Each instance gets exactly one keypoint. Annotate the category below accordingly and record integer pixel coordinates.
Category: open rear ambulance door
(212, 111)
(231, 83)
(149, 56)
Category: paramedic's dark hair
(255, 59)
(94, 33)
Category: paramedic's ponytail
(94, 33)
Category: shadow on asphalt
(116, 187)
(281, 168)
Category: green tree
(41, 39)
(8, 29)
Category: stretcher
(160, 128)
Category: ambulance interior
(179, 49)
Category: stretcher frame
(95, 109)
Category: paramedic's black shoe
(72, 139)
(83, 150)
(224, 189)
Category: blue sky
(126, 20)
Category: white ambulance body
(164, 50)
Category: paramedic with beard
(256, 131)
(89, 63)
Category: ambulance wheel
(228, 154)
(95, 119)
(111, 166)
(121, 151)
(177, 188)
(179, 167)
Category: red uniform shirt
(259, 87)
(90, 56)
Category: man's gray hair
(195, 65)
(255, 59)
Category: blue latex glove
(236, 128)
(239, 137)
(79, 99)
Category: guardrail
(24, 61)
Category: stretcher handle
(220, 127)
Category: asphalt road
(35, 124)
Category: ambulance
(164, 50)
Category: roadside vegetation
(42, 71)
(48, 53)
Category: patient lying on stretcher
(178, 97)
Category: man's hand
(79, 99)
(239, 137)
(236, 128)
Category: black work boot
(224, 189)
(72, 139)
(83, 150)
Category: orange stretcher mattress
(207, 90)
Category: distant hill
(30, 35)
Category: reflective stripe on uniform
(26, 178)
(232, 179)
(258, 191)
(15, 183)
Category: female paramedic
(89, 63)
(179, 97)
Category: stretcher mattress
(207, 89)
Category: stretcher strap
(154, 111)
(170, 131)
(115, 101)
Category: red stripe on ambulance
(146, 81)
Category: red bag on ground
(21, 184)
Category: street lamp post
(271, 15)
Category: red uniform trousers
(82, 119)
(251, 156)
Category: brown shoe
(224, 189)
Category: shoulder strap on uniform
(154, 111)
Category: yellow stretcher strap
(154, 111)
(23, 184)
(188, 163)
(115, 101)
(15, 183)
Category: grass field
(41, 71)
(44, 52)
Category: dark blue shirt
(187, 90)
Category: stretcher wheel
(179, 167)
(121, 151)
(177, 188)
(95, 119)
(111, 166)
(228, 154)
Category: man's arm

Exercise brief: Restate exactly each line of the data from the one bearing "Category: asphalt road" to the end, and add nothing.

Task response:
Category: asphalt road
(35, 124)
Category: ambulance
(164, 50)
Category: roadside vegetation
(42, 71)
(48, 53)
Category: patient lying on stretcher
(178, 97)
Category: man's hand
(79, 99)
(239, 137)
(236, 128)
Category: black work boot
(224, 189)
(72, 139)
(83, 150)
Category: orange stretcher mattress
(207, 90)
Category: distant hill
(30, 35)
Category: reflective stripe on uniform
(26, 178)
(232, 179)
(258, 191)
(15, 183)
Category: female paramedic
(89, 63)
(179, 97)
Category: stretcher mattress
(207, 89)
Category: stretcher strap
(154, 111)
(170, 131)
(115, 101)
Category: red stripe on ambulance
(146, 81)
Category: red bag on ground
(21, 184)
Category: street lamp post
(271, 15)
Category: red uniform trousers
(82, 119)
(251, 156)
Category: brown shoe
(224, 189)
Category: shoulder strap on uniform
(154, 111)
Category: yellow stretcher strap
(154, 111)
(23, 184)
(188, 163)
(115, 101)
(15, 183)
Category: grass field
(41, 71)
(44, 52)
Category: dark blue shirt
(187, 90)
Category: stretcher wheel
(179, 167)
(121, 151)
(177, 188)
(95, 119)
(111, 166)
(228, 154)
Category: man's arm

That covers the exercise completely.